-------- TEXTO PROPORCIONADO

Destaca el reguero de sangre que brota de la nariz del
Crucificado, nada habitual en otros Crucificados de la época, siendo difícil
constatar si estamos ante una idea de Pacheco o un posible añadido posterior.
El cabello, totalmente tallado al igual que la corona de
espinas, que en realidad son gruesas ramas de espino que se han
trenzado y que forman una especie de casquete, impresionando como se clavan las espinas en el rostro.
El canon
resulta esbelto, y los brazos son cortos, consecuencia de la persistencia del
manierismo.
El
cuerpo es alargado y sin presencia de heridas (no aparece la herida
en el costado), solo la sangre que cae desde la cabeza a
causa de las heridas provocadas por la corona de espinas y las venas muy
inflamadas en los brazos y pies. El estudio anatómico es perfecto en las formas y
comedido en la tensión muscular. El cuerpo está totalmente
proporcionado en todo su conjunto, con aspecto atlético y bien
musculado, quizás por influencia del propio Miguel Ángel. Destaca la morbidez del cuerpo desnudo,
en el que apenas se dejan sentir las huellas de los padecimientos sufridos.
Como
prenda tan solo porta un paño de pureza blanquecino, que se recoge en un nudo hacia su lado derecho, con
pliegues abundantes y de pequeño tamaño. La cuidada policromía de Francisco Pacheco le proporciona
un juego de luces y sombras y dan cierto dinamismo a la escultura.
Hecho destacable
es la colocación de los pies que se cruzan en lugar de disponerse en paralelo.
La pierna derecha pasa por delante de la izquierda, creando una tensión
evidente entre ambas. Se observa la presencia de 4 clavos (1 en cada mano, 2 en
los pies), en relación con la visión de Santa Brígida, monja sueca, cuyas
revelaciones fueron recogidas en los tratados de Francisco Pacheco. Existencia
de rigidez en los dedos de los pies, quizás a causa de todo el peso del cuerpo.
No es habitual que el Cristo de la Clemencia abandone la Catedral para salir en procesión puesto que no fue concebido para ello. El 2 de abril del 1920 participar en el Santo Entierro Grande en el paso de Santas Justa y Rufina y el 19 de marzo de 1952, sobre el paso del Calvario, para clausurar las misiones organizadas por el cardenal Segura.

----------------
-------- MATERIAL EXTRAÍDO

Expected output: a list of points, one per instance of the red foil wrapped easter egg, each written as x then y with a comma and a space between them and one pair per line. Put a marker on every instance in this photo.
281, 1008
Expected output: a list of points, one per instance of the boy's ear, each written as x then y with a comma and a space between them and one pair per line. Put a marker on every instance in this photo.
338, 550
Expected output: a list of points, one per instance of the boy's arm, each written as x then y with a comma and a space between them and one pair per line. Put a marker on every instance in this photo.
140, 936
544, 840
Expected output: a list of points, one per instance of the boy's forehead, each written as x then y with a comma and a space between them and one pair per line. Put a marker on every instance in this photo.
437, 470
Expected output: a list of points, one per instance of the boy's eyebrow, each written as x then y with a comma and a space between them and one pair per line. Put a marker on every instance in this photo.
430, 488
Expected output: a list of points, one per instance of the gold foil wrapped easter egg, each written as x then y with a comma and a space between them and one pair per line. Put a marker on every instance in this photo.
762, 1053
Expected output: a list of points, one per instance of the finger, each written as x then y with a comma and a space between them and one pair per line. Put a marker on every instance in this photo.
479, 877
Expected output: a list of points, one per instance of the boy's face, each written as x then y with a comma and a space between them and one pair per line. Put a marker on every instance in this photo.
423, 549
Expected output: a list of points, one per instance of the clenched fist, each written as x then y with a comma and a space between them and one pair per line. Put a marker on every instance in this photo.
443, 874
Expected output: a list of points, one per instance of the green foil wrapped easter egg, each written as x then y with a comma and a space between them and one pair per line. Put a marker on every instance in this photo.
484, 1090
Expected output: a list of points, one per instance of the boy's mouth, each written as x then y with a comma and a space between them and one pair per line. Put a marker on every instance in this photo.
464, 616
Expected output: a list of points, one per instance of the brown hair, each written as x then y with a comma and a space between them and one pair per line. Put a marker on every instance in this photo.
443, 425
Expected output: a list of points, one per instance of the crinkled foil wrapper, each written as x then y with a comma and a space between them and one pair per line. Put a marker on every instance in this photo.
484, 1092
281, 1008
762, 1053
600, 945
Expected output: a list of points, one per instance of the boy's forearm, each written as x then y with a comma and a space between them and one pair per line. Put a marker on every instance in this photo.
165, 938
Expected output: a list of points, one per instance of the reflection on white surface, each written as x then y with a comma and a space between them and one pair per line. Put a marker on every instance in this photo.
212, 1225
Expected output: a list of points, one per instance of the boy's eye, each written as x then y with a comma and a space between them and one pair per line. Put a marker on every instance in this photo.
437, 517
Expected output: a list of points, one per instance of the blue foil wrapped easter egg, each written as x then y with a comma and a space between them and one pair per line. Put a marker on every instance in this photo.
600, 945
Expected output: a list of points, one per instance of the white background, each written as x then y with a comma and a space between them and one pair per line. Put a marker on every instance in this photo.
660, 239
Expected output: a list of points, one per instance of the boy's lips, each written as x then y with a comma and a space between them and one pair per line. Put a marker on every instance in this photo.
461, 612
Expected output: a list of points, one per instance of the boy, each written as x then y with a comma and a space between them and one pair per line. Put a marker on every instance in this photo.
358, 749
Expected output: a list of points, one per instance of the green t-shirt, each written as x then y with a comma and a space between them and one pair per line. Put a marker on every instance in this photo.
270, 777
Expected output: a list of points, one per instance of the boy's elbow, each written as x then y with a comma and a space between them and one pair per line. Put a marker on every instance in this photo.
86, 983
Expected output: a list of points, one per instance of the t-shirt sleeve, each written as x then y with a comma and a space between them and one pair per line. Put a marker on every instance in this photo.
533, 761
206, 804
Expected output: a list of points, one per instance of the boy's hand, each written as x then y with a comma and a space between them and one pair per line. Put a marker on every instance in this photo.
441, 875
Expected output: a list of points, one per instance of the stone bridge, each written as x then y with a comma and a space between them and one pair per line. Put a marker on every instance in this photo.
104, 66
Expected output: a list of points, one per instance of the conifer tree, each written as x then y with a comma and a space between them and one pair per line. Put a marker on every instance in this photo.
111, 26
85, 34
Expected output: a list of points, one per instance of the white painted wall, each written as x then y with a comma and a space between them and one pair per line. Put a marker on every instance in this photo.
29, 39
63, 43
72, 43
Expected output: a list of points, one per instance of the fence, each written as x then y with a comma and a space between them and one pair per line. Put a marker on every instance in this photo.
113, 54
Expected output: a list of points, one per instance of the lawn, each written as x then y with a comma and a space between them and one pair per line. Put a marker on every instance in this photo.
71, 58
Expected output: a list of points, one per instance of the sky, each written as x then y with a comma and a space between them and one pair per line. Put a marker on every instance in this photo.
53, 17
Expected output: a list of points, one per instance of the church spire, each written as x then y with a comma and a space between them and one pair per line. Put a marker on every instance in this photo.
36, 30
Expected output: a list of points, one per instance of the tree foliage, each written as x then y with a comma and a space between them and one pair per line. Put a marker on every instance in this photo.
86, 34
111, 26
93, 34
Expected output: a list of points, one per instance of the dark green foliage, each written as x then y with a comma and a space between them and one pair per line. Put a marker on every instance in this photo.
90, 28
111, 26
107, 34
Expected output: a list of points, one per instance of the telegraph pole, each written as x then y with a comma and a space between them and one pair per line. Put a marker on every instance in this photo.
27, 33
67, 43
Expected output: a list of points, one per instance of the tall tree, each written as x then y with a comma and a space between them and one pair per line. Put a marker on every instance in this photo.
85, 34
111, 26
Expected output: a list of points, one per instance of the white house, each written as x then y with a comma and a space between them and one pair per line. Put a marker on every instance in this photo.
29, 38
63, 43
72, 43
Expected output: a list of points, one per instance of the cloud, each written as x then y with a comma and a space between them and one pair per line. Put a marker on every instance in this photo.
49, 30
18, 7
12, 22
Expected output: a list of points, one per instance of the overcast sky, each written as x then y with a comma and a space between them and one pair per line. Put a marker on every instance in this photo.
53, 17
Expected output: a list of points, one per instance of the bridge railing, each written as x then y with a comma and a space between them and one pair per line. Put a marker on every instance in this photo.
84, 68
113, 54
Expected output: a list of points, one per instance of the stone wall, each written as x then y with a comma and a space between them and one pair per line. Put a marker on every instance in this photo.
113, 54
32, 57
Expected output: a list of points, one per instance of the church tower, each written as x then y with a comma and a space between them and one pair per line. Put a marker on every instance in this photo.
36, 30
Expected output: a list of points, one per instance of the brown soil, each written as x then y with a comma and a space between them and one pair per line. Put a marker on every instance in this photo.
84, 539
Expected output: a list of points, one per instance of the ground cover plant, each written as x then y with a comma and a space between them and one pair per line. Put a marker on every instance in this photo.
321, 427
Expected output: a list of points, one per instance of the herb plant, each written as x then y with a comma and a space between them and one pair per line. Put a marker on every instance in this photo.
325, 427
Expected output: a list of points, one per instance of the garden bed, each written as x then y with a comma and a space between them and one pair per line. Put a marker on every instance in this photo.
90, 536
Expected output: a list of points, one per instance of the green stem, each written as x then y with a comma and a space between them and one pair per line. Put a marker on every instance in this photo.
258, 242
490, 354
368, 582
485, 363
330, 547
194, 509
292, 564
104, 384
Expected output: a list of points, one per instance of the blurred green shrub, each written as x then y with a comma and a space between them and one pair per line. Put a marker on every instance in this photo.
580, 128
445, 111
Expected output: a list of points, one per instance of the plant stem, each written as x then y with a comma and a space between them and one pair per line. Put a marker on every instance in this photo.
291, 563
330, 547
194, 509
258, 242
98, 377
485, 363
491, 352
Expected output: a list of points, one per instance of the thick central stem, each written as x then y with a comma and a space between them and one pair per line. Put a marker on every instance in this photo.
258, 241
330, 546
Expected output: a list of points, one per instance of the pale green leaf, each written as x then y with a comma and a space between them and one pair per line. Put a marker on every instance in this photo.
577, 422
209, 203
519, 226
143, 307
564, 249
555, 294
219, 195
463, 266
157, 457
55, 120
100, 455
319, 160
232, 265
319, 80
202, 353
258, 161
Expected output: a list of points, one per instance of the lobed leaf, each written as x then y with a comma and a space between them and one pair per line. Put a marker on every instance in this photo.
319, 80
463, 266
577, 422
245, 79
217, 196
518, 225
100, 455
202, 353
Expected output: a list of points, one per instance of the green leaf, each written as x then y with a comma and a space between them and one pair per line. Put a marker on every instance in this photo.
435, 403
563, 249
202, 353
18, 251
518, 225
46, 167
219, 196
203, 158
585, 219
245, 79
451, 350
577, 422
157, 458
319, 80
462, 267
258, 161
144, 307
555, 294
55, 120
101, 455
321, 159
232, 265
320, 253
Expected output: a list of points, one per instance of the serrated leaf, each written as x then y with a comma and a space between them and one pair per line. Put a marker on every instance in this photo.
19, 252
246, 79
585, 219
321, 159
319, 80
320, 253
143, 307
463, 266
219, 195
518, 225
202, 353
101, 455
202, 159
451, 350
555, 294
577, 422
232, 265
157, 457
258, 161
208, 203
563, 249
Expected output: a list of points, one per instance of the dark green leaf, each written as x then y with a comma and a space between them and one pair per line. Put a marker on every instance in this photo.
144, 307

----------------

> CONSIGNAS:
1. Vuelve a escribir el pasaje del texto sobre el Cristo de la Clemencia que va entre "El cabello, totalmente" y "en el rostro.", ambos incluidos.
2. Pasa al inglés esta oración del texto sobre el Cristo de la Clemencia: «La pierna derecha pasa por delante de la izquierda, creando una tensión evidente entre ambas.»

> RESPUESTAS:
1.
El cabello, totalmente tallado al igual que la corona de
espinas, que en realidad son gruesas ramas de espino que se han
trenzado y que forman una especie de casquete, impresionando como se clavan las espinas en el rostro.

2. The right leg passes in front of the left one, creating an evident tension between the two.